* **DOCUMENT PASSAGE**:
------------------------------------------------------------------------

# Taking the Ridge



## Shugotenshi47 (Mar 2, 2008)

Major Shugo Takeda felt the ground beneath him fall away as he fell. He hit hard and the whole world went black. His ears were ringing from the explosion and his gear suddenly felt very heavy. Shugo suddenly wished he had worn his helmet for this attack. The world felt very distant and muffled.
“Major!” Shugo blinked the sky was badly out of focus and there were two face above him he could not quite make out. He blinked again and felt himself being shaken roughly. “Major!” Suddenly the world came into a surprisingly clear focus and Shugo sat up almost knocking over Master Sergeant Saito. He looked around and also saw Lieutenant Yuki Hyori look at him once and then turn and continue firing her sniper rifle. Saito’s hand grabbed onto Shugo’s shoulder. “Major, Colonel Minamoto is on the vox he has orders for you.” Shugo nodded and activated the vox.
“Sir, Maj. Takeda here.”
“Major did I give you permission to take a nap?” Shugo grinned.
“Sorry sir, I just wanted to put my head down for a bit.”
“You can after the battle now hurry up and advance your men. The regiments from these Glasgow Highlanders are probably already advancing and the Cadians are just about ready to advance as well. I bet you can hear those Highlanders on their pipes right about now.” Shugo stop and he could hear the shrill sounds of the Highlander bagpipes as the ancient melody of “Scotland the Brave” roared above the chaos of battle.
“I hear you sir. My men will begin advancing imminently. Takeda out.”
“Give them hell Major. Minamoto Out” Shugo stood up and shouted to his men. 
“Amatsu Brigade! Banzai charge! Banzai to the God-Emperor!” all around him hundreds of men rose from their trenches and began to advance all of them shouting the Brigade battle cry. “Banzai!”
“Banzai!’
“Banzai!” Dozens of the Brigades tanks lurched forward showering the enemy position with shells and bolter rounds. All round the line men fell from the pulse rifle fire being poured onto them from the Tau positions. Suddenly a mighty roar was from the rear.

------------------------------------------------------------------------

Rewrite the story from "# Taking the" up to and including "distant and muffled.", swapping "gear" for "pack".

(Position identification records)
------------------------------------------------------------------------

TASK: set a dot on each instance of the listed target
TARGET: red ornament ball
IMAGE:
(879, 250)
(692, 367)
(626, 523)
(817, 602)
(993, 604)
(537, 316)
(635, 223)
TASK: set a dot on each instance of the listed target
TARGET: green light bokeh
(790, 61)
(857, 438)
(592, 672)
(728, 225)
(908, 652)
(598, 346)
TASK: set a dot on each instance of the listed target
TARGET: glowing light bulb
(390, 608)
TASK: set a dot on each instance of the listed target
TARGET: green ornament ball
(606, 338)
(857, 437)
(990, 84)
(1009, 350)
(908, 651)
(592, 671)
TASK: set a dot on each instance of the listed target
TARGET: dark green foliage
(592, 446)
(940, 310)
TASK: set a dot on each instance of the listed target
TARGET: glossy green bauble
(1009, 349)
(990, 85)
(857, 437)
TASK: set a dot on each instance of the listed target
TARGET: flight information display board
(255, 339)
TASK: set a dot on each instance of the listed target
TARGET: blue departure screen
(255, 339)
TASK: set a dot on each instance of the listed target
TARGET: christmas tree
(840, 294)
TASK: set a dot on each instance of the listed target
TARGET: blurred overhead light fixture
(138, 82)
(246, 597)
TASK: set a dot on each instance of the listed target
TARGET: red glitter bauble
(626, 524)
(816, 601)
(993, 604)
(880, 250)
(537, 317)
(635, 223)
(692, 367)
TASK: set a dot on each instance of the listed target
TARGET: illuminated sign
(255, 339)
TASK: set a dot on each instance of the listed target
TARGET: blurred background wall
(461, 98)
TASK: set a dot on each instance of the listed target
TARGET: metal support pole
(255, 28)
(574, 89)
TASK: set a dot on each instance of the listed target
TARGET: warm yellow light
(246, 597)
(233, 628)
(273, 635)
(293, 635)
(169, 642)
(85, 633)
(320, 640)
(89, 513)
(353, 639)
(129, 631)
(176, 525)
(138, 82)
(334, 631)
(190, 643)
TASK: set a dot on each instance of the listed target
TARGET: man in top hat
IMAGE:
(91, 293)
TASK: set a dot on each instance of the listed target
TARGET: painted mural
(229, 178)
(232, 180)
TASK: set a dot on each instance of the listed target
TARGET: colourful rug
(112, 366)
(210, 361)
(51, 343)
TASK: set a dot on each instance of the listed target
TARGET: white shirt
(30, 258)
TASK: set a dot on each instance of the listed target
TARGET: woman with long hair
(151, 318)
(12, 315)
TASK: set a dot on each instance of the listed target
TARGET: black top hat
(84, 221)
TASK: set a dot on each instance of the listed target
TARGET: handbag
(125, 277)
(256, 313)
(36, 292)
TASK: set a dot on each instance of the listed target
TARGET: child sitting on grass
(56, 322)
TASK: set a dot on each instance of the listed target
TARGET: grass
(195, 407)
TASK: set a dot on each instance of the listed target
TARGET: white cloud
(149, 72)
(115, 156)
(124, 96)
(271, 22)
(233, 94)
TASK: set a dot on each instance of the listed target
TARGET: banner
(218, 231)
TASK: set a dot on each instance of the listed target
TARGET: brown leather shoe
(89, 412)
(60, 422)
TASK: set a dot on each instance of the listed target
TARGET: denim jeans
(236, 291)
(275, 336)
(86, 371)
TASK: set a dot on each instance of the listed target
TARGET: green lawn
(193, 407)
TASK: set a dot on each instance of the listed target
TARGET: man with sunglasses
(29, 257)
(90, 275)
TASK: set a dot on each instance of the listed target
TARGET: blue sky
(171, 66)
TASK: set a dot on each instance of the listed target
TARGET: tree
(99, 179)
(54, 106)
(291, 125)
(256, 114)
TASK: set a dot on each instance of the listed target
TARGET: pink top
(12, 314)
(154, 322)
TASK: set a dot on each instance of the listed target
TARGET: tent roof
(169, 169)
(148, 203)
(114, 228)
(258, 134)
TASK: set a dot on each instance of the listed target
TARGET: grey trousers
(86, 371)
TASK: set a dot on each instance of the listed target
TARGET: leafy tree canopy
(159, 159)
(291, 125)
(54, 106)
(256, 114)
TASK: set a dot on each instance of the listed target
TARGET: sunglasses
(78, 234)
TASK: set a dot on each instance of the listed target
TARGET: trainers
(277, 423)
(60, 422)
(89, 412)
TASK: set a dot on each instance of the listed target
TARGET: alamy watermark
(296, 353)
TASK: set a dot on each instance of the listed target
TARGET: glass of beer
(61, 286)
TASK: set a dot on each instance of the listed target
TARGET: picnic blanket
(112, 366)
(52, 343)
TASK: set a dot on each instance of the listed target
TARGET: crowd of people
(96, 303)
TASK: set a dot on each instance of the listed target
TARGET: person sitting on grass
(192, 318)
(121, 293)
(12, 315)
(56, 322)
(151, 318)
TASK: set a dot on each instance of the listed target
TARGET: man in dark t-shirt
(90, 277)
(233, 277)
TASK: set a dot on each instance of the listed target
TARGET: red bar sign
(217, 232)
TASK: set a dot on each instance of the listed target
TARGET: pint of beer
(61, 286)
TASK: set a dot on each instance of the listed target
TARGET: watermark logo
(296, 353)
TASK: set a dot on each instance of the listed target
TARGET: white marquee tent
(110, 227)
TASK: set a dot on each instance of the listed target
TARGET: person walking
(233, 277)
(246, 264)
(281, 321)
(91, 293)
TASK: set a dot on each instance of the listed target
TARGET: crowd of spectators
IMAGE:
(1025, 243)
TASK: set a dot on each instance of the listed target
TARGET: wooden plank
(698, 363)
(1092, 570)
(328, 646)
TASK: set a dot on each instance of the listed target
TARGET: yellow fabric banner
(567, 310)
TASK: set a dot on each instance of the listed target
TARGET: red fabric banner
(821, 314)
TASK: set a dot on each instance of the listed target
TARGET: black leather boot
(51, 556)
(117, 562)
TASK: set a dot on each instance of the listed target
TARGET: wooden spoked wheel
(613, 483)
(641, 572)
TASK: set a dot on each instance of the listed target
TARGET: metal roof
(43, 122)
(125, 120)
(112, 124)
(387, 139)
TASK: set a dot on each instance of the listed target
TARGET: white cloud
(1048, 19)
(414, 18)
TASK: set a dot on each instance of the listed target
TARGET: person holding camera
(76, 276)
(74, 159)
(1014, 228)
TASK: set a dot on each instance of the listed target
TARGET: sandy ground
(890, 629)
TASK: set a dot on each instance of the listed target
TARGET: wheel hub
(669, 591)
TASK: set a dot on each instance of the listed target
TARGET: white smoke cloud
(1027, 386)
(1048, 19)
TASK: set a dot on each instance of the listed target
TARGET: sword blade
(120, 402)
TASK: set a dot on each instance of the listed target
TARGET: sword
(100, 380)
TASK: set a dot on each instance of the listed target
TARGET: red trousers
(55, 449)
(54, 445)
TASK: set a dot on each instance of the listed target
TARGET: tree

------------------------------------------------------------------------

* **SOLUTION BELOW**:
# Taking the Ridge



## Shugotenshi47 (Mar 2, 2008)

Major Shugo Takeda felt the ground beneath him fall away as he fell. He hit hard and the whole world went black. His ears were ringing from the explosion and his pack suddenly felt very heavy. Shugo suddenly wished he had worn his helmet for this attack. The world felt very distant and muffled.